[Collected data]
»»

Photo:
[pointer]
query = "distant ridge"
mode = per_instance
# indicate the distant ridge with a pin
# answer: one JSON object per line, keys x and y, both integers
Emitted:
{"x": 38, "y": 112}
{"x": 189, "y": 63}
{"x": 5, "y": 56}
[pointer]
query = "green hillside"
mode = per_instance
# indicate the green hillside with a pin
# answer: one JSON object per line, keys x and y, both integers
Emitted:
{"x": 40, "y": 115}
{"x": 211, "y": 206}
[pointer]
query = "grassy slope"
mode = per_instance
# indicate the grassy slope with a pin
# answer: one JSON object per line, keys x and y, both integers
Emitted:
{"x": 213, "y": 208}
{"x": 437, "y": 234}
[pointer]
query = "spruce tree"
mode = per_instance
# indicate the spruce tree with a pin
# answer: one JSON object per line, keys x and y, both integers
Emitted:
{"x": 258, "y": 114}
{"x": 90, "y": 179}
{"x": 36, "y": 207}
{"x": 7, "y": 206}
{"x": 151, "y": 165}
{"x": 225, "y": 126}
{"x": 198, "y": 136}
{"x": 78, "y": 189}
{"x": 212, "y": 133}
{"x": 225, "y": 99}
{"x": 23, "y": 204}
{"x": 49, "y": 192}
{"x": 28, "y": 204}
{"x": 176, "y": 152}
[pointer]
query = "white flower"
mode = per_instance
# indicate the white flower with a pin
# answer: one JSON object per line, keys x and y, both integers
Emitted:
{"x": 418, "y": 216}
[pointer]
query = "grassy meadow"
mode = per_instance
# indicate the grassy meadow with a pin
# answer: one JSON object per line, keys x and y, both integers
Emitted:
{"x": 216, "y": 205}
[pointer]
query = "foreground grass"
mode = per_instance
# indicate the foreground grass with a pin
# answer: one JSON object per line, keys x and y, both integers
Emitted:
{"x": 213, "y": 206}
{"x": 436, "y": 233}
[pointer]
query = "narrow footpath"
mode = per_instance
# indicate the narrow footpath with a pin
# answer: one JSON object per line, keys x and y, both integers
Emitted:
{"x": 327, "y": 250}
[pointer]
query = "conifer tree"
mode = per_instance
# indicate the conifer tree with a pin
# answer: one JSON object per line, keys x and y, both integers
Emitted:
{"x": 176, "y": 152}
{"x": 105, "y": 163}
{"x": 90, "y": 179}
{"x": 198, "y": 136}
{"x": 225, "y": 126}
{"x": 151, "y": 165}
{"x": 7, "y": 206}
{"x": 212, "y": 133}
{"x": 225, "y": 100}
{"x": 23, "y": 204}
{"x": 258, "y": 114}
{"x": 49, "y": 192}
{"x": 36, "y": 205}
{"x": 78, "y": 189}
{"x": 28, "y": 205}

««

TASK TO COMPLETE → Every record should be given again without alteration.

TASK RESULT →
Photo:
[pointer]
query = "distant ridge"
mode = per_instance
# indicate the distant ridge with a pin
# answer: one JSON object per line, keys x and y, both integers
Emitted:
{"x": 38, "y": 112}
{"x": 189, "y": 63}
{"x": 5, "y": 56}
[pointer]
query = "green hillside"
mode = per_instance
# indicate the green hillside with a pin
# answer: one JSON object per line, keys x and y, both integers
Emitted:
{"x": 40, "y": 115}
{"x": 211, "y": 206}
[pointer]
query = "grassy slope"
mode = per_instance
# indicate the grassy slope with a pin
# answer: one JSON object per line, keys x and y, both integers
Emitted:
{"x": 213, "y": 208}
{"x": 437, "y": 234}
[pointer]
query = "spruce tree"
mode = per_instance
# indicate the spruce tree with a pin
# answer: one JSON object per line, keys x and y, both integers
Emitted:
{"x": 258, "y": 114}
{"x": 90, "y": 179}
{"x": 36, "y": 207}
{"x": 7, "y": 206}
{"x": 151, "y": 165}
{"x": 225, "y": 126}
{"x": 198, "y": 136}
{"x": 78, "y": 189}
{"x": 212, "y": 133}
{"x": 225, "y": 99}
{"x": 23, "y": 204}
{"x": 49, "y": 192}
{"x": 28, "y": 204}
{"x": 176, "y": 152}
[pointer]
query = "white flower"
mode = per_instance
# indicate the white flower with a pin
# answer: one JSON object per line, keys x and y, both integers
Emitted:
{"x": 418, "y": 216}
[pointer]
query = "grassy meadow"
mode = per_instance
# indicate the grassy meadow with a pin
# answer: one JSON object per line, keys x and y, both integers
Emitted:
{"x": 216, "y": 205}
[pointer]
query = "foreground grass"
mode = per_instance
# indicate the foreground grass with a pin
# answer: one JSON object per line, keys x and y, both integers
Emitted:
{"x": 213, "y": 206}
{"x": 436, "y": 233}
[pointer]
query = "narrow footpath"
mode = per_instance
# indicate the narrow footpath with a pin
# answer: one JSON object per line, keys x and y, both integers
Emitted:
{"x": 327, "y": 250}
[pointer]
query = "conifer tree"
mode = per_instance
# indicate the conifer tree with a pin
# answer: one JSON object per line, keys x and y, both integers
Emitted:
{"x": 176, "y": 152}
{"x": 105, "y": 163}
{"x": 90, "y": 179}
{"x": 198, "y": 136}
{"x": 225, "y": 126}
{"x": 151, "y": 165}
{"x": 7, "y": 206}
{"x": 212, "y": 133}
{"x": 225, "y": 100}
{"x": 23, "y": 204}
{"x": 258, "y": 114}
{"x": 49, "y": 192}
{"x": 36, "y": 205}
{"x": 78, "y": 189}
{"x": 28, "y": 205}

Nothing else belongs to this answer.